▶ _DATASET RECORDS_:
BEGIN

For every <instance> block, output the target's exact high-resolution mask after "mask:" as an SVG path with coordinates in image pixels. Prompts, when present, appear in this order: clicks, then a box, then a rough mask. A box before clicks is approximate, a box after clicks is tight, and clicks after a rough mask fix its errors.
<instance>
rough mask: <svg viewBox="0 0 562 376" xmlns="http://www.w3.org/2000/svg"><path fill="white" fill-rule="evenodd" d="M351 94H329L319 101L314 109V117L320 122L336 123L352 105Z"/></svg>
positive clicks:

END
BEGIN

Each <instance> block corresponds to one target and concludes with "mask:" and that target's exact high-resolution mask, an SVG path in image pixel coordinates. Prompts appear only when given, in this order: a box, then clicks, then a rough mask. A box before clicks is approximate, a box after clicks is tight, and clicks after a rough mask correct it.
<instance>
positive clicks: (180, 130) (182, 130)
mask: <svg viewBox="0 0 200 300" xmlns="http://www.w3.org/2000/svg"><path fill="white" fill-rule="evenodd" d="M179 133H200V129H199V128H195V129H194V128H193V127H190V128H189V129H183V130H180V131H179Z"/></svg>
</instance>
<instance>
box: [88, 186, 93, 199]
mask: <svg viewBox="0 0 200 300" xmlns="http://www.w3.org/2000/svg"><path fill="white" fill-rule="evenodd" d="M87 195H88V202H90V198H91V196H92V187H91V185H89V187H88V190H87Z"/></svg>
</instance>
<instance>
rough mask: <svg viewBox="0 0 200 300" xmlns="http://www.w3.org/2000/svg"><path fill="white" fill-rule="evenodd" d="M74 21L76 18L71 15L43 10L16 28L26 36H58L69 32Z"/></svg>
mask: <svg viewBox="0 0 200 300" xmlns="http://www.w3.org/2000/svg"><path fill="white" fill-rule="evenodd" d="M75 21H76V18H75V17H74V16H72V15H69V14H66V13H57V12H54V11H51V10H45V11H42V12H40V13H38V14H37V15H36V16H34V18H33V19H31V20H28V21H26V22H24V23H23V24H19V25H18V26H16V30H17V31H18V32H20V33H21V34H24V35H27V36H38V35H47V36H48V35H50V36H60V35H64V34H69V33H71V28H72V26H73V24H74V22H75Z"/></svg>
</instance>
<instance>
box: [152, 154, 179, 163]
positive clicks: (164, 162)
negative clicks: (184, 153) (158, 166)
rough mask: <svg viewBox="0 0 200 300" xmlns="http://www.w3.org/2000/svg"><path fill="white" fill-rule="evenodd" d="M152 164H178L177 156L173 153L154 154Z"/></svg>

END

▶ _WHAT IS EXPECTED_: How many lines in the material above contain the word "approximate"? Reply with the number alone.

▶ _WORKED SOLUTION_: 2